━━━ DATA FOR PROCESSING

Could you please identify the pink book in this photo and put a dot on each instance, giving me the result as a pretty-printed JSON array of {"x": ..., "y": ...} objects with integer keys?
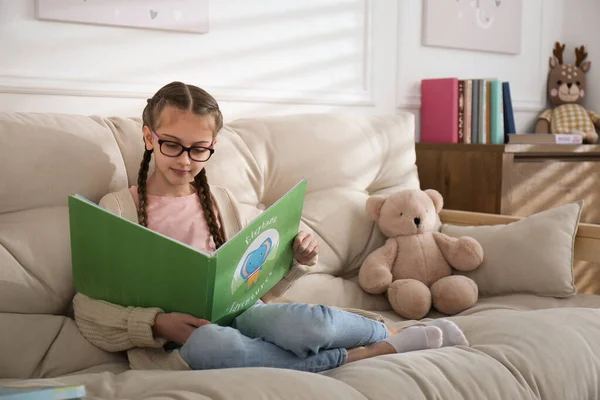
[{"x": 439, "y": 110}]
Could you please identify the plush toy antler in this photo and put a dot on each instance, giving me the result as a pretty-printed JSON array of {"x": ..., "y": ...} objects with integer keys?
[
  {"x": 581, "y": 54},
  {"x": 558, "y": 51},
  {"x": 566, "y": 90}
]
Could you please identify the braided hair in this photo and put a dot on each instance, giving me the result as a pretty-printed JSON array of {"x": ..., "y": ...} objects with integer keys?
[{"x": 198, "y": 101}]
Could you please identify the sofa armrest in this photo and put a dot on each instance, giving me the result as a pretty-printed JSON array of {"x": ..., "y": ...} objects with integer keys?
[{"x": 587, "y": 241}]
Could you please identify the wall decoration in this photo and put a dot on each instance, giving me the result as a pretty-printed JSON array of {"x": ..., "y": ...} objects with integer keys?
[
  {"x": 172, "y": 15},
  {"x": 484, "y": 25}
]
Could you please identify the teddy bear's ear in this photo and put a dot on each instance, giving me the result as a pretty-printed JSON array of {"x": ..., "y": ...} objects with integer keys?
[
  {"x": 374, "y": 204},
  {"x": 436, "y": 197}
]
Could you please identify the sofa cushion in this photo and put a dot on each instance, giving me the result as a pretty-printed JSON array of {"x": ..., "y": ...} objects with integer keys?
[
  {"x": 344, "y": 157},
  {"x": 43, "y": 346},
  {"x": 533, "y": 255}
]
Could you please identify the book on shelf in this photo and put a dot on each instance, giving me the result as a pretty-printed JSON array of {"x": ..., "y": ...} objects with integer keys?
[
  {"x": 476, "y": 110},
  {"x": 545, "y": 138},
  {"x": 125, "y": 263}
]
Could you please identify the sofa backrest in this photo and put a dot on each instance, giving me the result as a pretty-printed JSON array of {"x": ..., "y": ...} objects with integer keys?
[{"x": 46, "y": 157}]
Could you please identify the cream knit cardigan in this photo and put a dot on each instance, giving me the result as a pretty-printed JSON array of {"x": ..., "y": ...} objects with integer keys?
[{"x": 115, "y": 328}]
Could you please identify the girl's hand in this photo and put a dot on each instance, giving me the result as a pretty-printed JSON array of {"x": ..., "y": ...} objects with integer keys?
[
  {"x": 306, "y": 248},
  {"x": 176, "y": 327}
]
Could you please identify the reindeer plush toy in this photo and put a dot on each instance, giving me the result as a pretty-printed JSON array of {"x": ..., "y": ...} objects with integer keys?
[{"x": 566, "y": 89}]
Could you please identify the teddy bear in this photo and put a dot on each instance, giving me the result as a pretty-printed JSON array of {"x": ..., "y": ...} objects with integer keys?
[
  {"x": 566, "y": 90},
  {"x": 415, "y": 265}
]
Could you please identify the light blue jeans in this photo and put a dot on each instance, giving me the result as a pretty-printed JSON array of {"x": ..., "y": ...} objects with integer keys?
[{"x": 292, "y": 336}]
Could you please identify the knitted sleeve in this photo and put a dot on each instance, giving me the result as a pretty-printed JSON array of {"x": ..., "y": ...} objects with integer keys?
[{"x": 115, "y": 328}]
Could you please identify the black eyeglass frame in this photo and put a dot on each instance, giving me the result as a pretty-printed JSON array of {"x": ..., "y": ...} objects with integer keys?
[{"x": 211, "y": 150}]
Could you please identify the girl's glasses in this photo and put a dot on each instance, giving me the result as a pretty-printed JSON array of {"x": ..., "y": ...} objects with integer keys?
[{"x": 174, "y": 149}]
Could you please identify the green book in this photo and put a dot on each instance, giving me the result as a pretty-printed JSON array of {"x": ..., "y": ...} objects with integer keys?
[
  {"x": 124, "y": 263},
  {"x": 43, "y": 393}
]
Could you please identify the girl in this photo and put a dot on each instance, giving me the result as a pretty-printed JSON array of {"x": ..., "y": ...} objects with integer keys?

━━━━━━
━━━ DATA FOR PROCESSING

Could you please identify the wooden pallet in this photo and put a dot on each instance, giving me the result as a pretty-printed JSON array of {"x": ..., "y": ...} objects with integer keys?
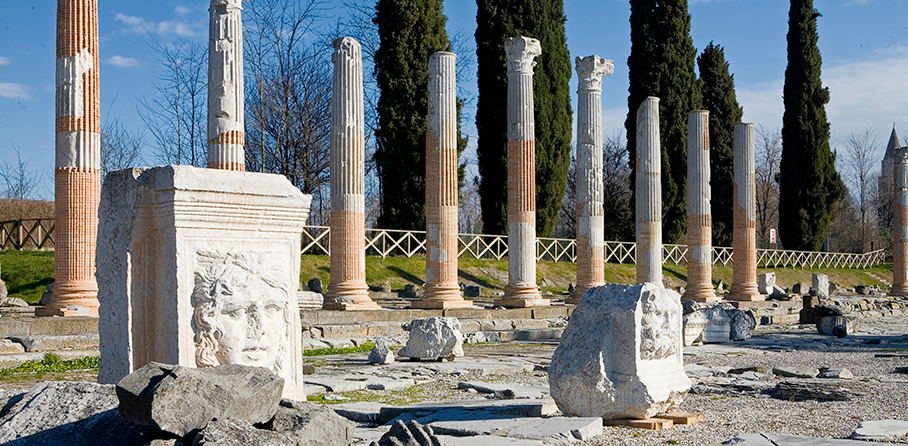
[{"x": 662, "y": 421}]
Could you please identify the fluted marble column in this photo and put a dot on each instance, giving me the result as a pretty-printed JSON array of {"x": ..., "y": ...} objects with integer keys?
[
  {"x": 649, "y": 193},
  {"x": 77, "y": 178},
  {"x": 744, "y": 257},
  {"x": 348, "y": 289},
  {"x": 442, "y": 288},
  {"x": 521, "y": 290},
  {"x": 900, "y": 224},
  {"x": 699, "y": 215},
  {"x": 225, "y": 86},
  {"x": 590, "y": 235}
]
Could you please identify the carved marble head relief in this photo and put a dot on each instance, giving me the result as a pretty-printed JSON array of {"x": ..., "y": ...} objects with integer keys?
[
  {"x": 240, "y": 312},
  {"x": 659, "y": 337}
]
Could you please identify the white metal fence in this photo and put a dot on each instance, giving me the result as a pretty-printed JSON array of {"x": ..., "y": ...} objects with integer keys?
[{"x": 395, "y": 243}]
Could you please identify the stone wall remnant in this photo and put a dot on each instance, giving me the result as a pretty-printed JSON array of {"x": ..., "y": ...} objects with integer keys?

━━━━━━

WORK REQUEST:
Copy the entries above exactly, but only from the line holding "Could you please identify the fluted" through the line holding "Could you please identify the stone", both included.

COMPLETED TASK:
Could you please identify the fluted marble column in this photo and put a dot on each instance, giving me the result as a pretty-printed JSON array of {"x": ..., "y": ...} objects with integer keys?
[
  {"x": 649, "y": 193},
  {"x": 77, "y": 178},
  {"x": 744, "y": 257},
  {"x": 348, "y": 289},
  {"x": 442, "y": 288},
  {"x": 521, "y": 290},
  {"x": 900, "y": 224},
  {"x": 699, "y": 215},
  {"x": 225, "y": 86},
  {"x": 590, "y": 235}
]
Could you please identify the carved marble head relief in this photo and put a dot on each instance, giving me the result as a pretty-printed JSON array of {"x": ..., "y": ...} objects with integer keys?
[
  {"x": 240, "y": 312},
  {"x": 659, "y": 337}
]
Could you please identify the white metal fence in this photo and put a dot on each instance, giving me the result as a pretty-printed JSON array of {"x": ..., "y": ...} objects with integer keys?
[{"x": 395, "y": 243}]
Could you please identify the stone wall remnant in this photo and put a dot on each instance, giving me the result as a pretty-printed JSON array of {"x": ..., "y": ...} objects with integer keys?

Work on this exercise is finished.